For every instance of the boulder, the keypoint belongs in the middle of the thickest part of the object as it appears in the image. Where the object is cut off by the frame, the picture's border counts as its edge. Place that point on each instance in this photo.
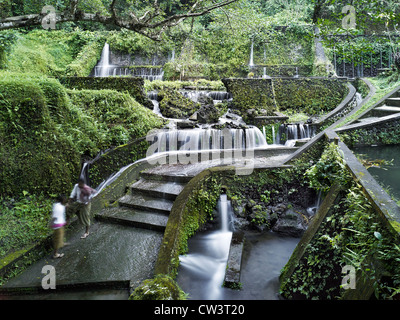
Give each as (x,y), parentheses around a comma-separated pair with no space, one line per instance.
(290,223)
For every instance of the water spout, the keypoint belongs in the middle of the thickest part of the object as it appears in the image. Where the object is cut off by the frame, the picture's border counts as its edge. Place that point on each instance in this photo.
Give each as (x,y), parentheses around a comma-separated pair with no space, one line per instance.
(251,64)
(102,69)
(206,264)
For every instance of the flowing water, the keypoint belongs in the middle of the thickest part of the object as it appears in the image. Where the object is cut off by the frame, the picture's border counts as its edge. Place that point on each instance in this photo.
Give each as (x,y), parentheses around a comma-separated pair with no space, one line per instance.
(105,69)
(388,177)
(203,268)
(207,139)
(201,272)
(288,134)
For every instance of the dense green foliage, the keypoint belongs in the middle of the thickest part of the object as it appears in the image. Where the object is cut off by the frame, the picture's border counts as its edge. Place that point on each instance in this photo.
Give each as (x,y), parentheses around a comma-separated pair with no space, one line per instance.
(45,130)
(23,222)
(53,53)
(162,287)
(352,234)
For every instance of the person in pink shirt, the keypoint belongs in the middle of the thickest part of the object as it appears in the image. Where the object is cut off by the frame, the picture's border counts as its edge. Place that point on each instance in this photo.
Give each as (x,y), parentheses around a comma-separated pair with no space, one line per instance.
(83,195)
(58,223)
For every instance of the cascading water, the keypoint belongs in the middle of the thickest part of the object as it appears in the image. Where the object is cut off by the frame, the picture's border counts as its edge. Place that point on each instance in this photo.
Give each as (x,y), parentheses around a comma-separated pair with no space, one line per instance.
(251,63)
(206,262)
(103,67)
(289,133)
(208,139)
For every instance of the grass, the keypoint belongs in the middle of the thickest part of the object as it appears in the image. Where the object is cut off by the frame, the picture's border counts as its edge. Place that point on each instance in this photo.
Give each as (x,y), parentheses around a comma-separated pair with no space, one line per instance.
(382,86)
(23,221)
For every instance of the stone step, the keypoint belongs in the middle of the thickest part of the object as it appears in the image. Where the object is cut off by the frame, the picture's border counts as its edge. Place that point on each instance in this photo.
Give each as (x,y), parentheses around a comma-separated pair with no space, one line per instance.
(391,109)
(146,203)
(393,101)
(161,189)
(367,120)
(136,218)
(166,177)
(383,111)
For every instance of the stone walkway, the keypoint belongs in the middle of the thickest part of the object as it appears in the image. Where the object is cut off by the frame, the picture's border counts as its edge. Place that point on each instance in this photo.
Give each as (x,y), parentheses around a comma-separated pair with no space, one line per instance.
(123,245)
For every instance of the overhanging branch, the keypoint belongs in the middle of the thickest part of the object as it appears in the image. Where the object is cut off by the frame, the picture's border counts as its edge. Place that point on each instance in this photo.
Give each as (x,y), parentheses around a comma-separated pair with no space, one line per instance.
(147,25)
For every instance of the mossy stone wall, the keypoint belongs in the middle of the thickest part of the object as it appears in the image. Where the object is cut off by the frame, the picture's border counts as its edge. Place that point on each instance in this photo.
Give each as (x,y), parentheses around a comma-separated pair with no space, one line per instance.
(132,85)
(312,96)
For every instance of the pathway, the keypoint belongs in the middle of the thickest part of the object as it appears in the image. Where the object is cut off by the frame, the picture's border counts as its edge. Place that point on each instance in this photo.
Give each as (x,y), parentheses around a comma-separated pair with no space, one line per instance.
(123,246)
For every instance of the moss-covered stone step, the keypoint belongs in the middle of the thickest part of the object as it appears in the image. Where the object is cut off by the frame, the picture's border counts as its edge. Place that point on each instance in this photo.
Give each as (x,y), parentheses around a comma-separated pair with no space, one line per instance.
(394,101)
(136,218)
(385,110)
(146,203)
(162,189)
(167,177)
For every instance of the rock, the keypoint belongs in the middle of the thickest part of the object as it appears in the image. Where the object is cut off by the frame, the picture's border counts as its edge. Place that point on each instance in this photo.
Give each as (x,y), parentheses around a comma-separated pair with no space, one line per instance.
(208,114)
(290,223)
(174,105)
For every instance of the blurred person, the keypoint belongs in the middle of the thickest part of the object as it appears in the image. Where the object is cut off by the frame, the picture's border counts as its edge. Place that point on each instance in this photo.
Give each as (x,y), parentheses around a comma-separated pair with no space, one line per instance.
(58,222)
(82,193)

■ ■ ■

Tarea planteada >> Reproduce íntegramente las líneas de los datos comprendidas entre la que contiene "For every instance of the blurred" y el final de los datos, ambos extremos incluidos. Desplaza en 113 cada número de las coordenadas de las respuestas.

Respuesta escrita >>
For every instance of the blurred person, the keypoint belongs in the middle of the thickest part of the object as it appears in the image. Where the object is cut off by the frame, the picture's border counts as its edge. Place that point on each instance in this photo.
Give each as (x,y), parentheses around a comma-separated pair with no space, one line per instance.
(171,335)
(195,306)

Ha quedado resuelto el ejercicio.